- [TEXT EXTRACT]:
┌────────

Failure to relicense the existing hydropower projects at reasonable cost would result in loss of generation that currently supports the low rates of IPCO customers. The relicensing process may potentially increase the cost of a project’s generation through additional operating constraints and requirements for environmental protection, mitigation, and enhancement imposed as a condition for relicensing. IPCO is seeking to address these risks through collaborative approaches to relicensing by involving public interest groups and governmental agencies in the preparation of license applications.

Any opportunities to expand the generating capacity at IPCO’s hydroelectric facilities will be determined on a project by project basis within the established relicensing process. No capacity expansions are currently proposed by IPCO in the relicensing applications for the mid-Snake and Shoshone Falls projects.

Thermal Generating System

IPCO shares ownership and output of three coal-fired steam generating plants that provide 1006 megawatts of generating capacity to the company.

IPCO owns a one-third share of the Jim Bridger plant located in Wyoming and operated by PacifiCorp. IPCO’s one-third share currently stands at 697.3 megawatts after a replacement of the turbine runners on one generating unit in 1996 increased plant capacity by 12 megawatts. Similar upgrades to the remaining three units in 1997, 1998, and 1999 will increase IPCO’s share to 709.3 megawatts.

The company’s second coal-fired resource is a 50 percent share, or 260.5 megawatts, of the 521 megawatt Valmy plant located in Nevada and operated by Sierra Pacific Power Company. The third thermal resource is a 10 percent share, or 53 megawatts, of the 530 megawatt coal-fired plant near Boardman, Oregon operated by Portland General Electric Company.

Purchases and Exchanges

IPCO purchases firm resources from independent power producers operating as qualifying facilities (QFs). As of January 1, 1997, there were 68 QF projects, which were delivering 95.5 average megawatts of power to the company.

A current exchange agreement with Montana Power Company provides for the delivery to Montana of 108,000 megawatt-hours from December through February. In return, Montana delivers to Idaho 118,800 megawatt-hours during the June through September period. Under a similar agreement, another 126,000 megawatt-hours is exchanged with Seattle City Light. Both agreements expire in 2003.

Possible Resources

Market Resources

Several market purchases of capacity and energy designed to meet specific forecast resource requirements of IPCO have been included among the company’s new resource options. Short-term market transactions may allow deferral of long-term resource commitments.

└────────

- [EXTRACTED RECORDS]:
┌────────

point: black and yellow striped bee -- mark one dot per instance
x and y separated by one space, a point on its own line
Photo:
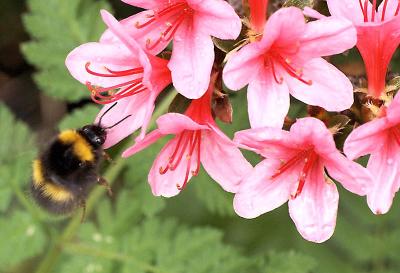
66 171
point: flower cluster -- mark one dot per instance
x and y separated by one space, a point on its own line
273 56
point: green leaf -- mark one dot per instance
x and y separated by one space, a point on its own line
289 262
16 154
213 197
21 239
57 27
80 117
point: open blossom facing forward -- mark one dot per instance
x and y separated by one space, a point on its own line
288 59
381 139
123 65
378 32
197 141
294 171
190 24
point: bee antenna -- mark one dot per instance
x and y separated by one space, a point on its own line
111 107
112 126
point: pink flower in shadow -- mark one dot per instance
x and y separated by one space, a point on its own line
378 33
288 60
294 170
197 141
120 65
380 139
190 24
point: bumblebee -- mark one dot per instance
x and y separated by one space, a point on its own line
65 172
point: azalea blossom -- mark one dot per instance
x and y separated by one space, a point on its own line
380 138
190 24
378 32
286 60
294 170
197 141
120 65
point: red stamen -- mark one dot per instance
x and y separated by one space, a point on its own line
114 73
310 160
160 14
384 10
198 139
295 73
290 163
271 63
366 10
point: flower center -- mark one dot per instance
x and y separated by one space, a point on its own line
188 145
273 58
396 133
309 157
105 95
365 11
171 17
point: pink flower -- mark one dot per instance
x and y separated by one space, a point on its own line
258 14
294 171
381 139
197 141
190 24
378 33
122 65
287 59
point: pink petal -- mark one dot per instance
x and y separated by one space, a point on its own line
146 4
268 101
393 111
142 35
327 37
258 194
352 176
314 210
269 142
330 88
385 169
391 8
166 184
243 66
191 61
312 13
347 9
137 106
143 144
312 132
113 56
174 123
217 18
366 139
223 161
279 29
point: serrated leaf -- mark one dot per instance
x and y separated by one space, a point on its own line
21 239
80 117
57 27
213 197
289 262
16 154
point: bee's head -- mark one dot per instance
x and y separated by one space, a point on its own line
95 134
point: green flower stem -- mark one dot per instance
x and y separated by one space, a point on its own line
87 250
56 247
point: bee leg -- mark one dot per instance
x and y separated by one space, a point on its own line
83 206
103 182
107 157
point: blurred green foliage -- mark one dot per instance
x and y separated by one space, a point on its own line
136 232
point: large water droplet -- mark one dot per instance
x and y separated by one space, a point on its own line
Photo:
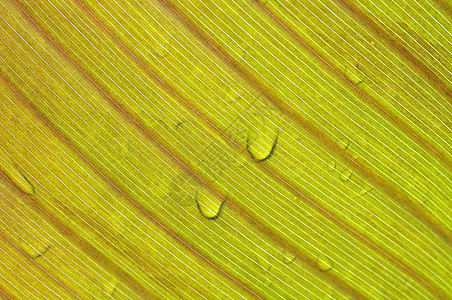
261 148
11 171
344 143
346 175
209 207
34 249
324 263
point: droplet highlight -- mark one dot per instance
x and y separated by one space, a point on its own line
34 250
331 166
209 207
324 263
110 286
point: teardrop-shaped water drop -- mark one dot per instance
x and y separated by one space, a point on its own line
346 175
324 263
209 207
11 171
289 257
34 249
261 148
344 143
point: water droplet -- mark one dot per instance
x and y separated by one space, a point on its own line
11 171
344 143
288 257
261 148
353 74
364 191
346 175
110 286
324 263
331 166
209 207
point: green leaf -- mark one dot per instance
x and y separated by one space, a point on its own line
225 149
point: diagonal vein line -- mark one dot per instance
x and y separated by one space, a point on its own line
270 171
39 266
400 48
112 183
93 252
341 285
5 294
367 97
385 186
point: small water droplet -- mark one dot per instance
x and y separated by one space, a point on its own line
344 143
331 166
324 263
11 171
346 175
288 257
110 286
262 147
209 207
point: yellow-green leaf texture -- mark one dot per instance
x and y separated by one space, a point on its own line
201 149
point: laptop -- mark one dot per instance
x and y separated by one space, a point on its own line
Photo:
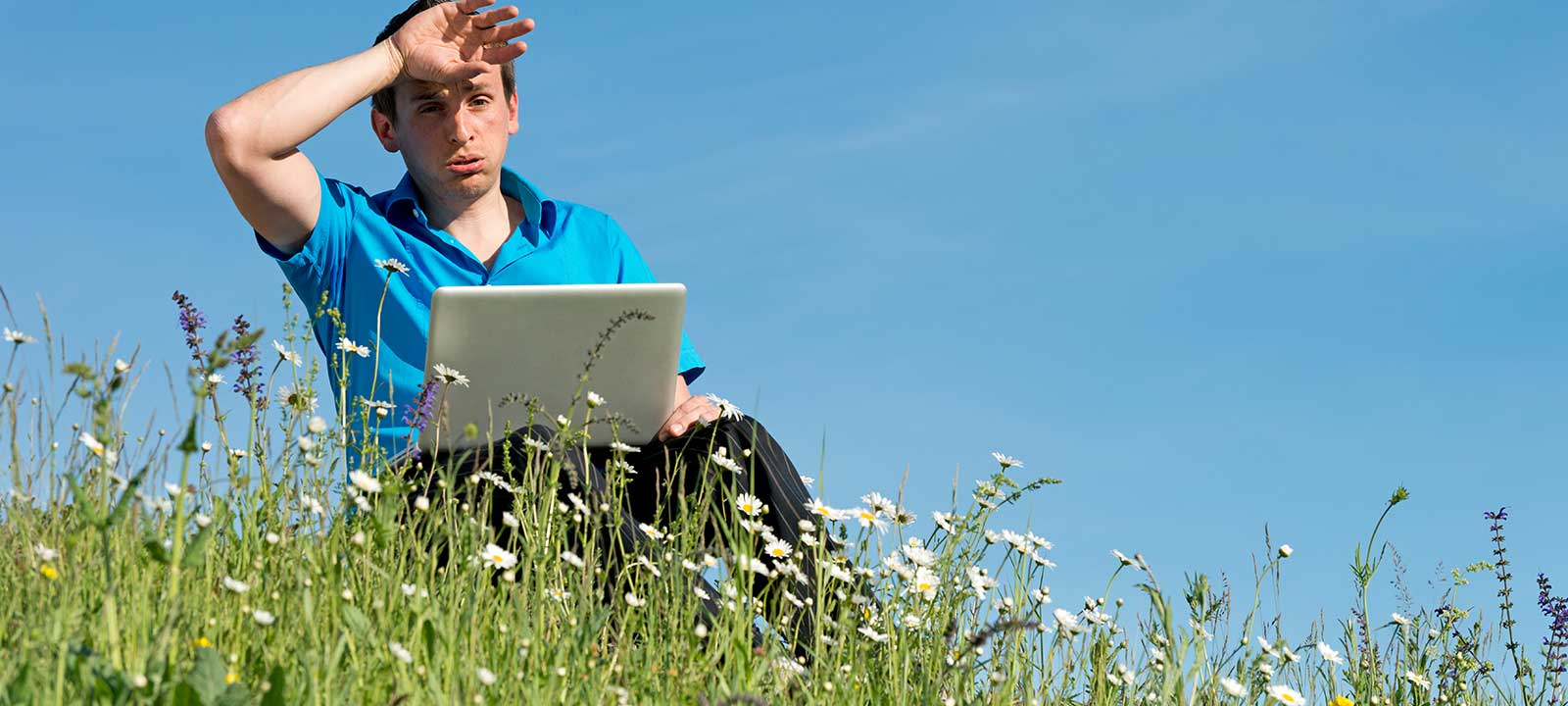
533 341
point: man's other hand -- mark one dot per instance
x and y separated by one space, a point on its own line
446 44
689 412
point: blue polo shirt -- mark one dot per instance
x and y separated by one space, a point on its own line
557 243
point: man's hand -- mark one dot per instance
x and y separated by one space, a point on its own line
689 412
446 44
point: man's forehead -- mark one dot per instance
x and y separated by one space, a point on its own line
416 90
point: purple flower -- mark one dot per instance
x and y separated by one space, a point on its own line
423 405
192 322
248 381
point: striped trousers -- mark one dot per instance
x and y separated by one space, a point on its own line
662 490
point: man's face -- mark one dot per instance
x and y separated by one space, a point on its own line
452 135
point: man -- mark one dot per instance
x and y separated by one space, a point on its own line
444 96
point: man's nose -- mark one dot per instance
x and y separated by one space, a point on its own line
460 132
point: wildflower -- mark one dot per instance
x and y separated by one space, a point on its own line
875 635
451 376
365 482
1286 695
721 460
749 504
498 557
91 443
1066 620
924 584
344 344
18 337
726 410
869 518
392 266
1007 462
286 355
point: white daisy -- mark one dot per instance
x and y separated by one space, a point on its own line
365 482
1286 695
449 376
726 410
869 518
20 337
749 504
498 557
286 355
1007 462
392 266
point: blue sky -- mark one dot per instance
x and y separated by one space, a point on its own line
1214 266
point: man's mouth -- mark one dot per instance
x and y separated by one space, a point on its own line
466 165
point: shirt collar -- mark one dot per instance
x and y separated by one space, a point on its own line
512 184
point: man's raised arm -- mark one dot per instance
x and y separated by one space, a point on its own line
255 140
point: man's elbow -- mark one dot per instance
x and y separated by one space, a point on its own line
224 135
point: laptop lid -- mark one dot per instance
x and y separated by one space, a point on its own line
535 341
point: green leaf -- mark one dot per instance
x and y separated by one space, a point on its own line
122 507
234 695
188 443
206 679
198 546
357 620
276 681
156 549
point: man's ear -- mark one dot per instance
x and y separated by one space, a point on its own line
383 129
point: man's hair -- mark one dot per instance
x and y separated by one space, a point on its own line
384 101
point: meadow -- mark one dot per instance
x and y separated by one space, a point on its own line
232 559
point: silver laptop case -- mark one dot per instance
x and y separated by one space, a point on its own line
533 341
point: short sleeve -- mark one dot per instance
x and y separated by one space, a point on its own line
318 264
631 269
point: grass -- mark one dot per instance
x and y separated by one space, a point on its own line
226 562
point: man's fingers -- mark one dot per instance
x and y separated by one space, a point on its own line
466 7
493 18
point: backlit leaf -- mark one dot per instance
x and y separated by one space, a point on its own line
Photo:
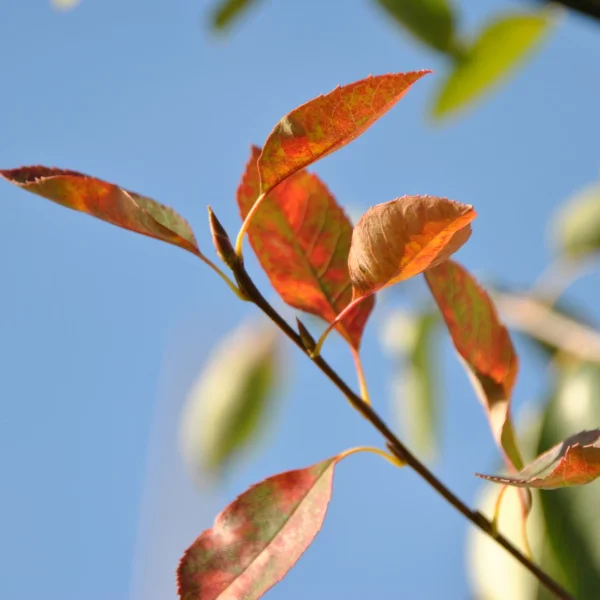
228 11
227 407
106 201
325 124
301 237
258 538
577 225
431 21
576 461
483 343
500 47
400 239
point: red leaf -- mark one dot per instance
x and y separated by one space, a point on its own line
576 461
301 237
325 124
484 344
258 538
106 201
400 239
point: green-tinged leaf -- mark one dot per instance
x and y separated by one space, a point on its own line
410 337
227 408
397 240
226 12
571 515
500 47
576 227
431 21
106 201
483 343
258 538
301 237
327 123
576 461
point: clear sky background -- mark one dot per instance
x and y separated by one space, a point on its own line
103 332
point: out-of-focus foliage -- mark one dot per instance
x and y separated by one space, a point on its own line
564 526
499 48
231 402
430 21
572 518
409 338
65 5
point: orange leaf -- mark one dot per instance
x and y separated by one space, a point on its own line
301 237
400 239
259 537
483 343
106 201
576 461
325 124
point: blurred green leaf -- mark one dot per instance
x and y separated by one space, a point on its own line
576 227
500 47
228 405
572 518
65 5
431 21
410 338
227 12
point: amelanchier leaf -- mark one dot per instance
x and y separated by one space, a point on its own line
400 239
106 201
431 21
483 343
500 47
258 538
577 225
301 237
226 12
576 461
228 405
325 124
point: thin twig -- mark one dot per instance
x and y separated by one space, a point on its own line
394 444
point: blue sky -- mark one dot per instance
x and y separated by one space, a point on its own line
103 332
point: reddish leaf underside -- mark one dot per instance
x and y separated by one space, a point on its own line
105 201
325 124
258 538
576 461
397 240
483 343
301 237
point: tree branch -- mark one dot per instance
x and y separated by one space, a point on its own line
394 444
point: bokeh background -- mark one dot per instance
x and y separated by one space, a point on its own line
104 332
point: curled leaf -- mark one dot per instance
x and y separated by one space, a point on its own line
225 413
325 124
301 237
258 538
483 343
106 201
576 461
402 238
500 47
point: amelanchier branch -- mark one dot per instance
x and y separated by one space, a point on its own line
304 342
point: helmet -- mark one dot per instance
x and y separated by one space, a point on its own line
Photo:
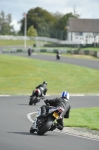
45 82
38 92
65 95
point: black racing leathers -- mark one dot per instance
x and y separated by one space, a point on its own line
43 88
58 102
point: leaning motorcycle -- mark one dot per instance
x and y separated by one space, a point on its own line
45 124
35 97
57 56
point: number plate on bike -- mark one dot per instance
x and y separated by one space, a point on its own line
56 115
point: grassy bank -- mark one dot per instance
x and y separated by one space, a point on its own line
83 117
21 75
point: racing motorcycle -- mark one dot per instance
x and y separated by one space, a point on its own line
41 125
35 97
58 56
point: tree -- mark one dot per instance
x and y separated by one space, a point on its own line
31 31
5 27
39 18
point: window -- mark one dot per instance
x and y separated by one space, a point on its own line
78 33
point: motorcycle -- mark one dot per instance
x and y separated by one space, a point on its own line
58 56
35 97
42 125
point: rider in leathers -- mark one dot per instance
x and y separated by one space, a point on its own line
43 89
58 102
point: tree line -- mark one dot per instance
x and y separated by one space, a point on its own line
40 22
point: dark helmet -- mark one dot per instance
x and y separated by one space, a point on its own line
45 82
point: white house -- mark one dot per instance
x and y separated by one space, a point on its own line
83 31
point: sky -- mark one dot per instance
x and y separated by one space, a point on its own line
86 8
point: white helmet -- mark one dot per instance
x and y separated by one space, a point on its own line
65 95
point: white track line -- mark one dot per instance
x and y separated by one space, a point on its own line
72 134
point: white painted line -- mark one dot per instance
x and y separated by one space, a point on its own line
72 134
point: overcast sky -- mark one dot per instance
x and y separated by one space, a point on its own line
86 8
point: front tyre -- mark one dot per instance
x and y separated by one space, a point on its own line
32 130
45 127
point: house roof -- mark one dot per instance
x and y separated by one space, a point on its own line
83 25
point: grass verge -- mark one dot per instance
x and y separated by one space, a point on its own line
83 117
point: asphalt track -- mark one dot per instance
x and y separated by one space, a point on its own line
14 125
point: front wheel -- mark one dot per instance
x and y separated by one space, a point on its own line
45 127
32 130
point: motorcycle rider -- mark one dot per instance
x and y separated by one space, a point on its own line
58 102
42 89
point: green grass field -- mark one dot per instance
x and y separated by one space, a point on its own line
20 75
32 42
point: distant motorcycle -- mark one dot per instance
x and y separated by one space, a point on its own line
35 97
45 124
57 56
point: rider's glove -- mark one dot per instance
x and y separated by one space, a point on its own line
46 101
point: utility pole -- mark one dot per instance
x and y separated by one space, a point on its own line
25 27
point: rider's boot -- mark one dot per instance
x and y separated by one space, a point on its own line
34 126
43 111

└────────

- [SHORT TASK 1]:
List every line of the records in which the string "branch" occurs, copying each such line in full.
- [SHORT TASK 2]:
Continue the passage on IPCO's generating resources, beginning immediately after its final sentence.

- [ANSWER 1]:
point: tree branch -- mark one dot per instance
point: amelanchier branch -- mark one dot per instance

- [ANSWER 2]:
Efficiency Improvement Projects

A joint project is proposed with Portland General Electric to upgrade the boiler at the Boardman plant to increase the plant’s efficiency and output. The proposed upgrade will increase the plant capacity by 25 megawatts, and IPCO’s share of plant capacity by 2.5 megawatts.

A proposed upgrade to the distribution capacitor control system will enable IPCO to optimize reactive compensation on the distribution system and maximize capacitor efficiency. A system-wide implementation of the new control system is expected to reduce distribution system losses by 6.3 average megawatts through increased capacitor efficiency.

Gas-fired Generation

Simple cycle combustion turbines are one proposed option. The principal advantages are lower capital costs per kilowatt of electricity, short lead times for siting and construction, relatively low environmental impacts, and the ability to change their level of generation rapidly over the output range. Combustion turbine operating characteristics and cost data used in IPCO’s current planning were taken from the Electric Power Research Institute’s (EPRI) 1995 Technical Assessment Guide for Electricity Supply.

An additional option is the combined cycle combustion turbine (CCCT). Construction costs and operating characteristics for a new CCCT have been based upon the 1996 Northwest Power Planning Council’s Draft fourth Northwest Conservation and Electric Power Plan. The costs assume that the facility is located in proximity to a natural gas pipeline and existing electrical transmission.

Coal-fired Generation

A generic coal-fired plant based on the Valmy plant is one of the company’s resources. For planning purposes, IPCO assumes it be similar in operating characteristics to the existing units and with similar fuel supply.

IPCO has not yet determined a site nor developed site-specific cost data for a pressurized fluidized bed combustion (PFBC) generating facility. PFBC plant capital costs and operating data were derived from EPRI’s 1995 Technical Assessment Guide for Electricity Supply.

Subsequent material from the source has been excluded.